§ BRIEF
Give again, exactly, every line of the entries below from the one that has "Mark one point on each instance of the wet" to the last.

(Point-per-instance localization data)
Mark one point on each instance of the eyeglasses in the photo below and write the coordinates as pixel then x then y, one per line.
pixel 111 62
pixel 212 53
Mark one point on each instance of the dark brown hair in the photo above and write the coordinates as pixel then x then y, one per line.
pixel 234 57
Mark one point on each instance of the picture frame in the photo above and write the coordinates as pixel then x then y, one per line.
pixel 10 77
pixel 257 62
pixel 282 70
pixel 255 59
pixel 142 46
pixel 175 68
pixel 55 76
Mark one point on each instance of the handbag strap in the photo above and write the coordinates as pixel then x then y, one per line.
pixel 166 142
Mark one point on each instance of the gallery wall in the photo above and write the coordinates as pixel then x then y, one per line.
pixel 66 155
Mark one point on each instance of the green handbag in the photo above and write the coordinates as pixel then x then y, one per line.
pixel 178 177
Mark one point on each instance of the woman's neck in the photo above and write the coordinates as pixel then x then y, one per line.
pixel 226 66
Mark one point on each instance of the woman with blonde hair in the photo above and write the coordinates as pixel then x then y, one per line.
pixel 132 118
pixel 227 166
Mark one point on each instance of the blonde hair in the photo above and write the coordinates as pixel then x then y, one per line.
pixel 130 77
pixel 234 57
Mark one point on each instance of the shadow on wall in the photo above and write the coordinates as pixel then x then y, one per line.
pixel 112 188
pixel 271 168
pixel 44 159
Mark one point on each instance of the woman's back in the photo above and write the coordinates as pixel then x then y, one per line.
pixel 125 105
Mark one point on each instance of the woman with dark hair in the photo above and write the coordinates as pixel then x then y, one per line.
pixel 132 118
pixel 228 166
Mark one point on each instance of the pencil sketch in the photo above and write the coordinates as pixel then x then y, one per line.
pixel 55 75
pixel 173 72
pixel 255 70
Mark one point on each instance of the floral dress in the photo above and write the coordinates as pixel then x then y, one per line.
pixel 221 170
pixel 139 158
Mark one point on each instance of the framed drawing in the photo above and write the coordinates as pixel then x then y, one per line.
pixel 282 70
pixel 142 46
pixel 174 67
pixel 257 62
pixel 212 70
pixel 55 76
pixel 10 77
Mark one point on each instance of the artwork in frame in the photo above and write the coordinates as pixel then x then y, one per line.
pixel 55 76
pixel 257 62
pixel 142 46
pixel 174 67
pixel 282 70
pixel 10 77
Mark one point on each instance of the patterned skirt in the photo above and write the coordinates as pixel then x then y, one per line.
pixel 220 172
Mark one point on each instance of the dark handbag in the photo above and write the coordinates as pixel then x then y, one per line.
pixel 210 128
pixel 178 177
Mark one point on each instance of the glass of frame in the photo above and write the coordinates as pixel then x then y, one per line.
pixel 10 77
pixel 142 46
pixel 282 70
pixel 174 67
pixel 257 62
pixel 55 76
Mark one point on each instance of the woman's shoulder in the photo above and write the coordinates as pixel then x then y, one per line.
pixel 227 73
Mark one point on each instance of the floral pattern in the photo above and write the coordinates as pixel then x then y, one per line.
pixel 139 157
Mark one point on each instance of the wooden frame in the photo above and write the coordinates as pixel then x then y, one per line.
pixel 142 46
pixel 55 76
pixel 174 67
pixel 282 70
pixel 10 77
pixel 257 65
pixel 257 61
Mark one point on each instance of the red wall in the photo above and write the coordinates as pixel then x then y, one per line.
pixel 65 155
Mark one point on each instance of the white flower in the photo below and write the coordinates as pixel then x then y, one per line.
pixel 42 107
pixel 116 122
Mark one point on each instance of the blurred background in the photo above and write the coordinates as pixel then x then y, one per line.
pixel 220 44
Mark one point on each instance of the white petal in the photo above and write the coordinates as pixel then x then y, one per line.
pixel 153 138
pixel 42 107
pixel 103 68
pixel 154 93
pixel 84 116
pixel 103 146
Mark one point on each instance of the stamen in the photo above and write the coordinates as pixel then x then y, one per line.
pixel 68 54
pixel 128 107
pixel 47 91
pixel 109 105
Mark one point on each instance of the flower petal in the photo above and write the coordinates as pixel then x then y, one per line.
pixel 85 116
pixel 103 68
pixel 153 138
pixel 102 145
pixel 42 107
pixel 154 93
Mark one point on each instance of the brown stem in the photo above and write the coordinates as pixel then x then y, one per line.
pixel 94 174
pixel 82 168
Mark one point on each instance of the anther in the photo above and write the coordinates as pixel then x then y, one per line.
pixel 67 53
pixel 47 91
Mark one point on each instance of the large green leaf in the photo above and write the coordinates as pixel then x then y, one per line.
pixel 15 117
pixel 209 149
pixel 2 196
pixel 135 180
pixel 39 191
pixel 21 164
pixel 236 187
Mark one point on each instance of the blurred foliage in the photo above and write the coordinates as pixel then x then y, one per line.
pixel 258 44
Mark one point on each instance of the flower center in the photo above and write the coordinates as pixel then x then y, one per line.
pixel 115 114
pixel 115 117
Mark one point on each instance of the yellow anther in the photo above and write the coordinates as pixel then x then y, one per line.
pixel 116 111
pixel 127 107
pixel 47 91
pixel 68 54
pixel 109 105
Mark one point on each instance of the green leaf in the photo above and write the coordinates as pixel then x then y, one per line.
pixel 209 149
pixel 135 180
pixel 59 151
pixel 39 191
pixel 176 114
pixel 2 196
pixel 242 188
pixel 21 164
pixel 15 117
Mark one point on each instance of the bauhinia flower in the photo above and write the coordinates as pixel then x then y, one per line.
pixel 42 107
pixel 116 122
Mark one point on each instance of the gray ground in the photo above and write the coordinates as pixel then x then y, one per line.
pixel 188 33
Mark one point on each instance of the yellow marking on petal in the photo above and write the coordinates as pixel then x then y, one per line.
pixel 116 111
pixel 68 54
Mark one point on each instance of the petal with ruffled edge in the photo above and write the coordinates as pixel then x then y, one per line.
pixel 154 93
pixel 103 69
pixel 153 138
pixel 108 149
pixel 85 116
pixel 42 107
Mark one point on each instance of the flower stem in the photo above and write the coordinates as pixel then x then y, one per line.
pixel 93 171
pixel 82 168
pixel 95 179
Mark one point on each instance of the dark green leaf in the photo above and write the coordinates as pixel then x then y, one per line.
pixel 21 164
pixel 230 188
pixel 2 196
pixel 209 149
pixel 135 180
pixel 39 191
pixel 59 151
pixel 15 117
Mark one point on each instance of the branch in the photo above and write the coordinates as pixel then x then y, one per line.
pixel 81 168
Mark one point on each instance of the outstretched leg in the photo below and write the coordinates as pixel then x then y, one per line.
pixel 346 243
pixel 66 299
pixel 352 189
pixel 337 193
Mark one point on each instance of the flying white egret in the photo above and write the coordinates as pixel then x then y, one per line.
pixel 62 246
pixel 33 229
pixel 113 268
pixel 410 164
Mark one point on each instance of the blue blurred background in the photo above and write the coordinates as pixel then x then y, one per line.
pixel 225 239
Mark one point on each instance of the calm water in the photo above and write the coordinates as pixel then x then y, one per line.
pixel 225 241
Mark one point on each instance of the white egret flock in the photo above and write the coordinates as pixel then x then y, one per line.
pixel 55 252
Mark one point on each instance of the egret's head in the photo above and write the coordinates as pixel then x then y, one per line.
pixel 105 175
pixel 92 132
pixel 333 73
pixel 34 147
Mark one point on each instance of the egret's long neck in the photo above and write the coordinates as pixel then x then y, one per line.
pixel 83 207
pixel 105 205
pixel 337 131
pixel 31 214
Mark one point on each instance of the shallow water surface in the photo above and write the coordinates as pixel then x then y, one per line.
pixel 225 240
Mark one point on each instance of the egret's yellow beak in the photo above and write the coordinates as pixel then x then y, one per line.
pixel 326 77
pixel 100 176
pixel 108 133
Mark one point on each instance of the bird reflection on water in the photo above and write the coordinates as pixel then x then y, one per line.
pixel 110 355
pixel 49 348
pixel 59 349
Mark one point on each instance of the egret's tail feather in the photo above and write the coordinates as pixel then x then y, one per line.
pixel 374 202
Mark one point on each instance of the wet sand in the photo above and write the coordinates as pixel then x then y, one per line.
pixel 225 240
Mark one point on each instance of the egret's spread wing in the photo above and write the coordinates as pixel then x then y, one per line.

§ SOLUTION TO THIS PROBLEM
Mark one point on each instance of the wet sand in the photo above and write the coordinates as pixel then x then y, one per line.
pixel 225 240
Mark one point on each instance of the egret's spread wing in the photo above and write the coordinates as pixel then x then y, one per line.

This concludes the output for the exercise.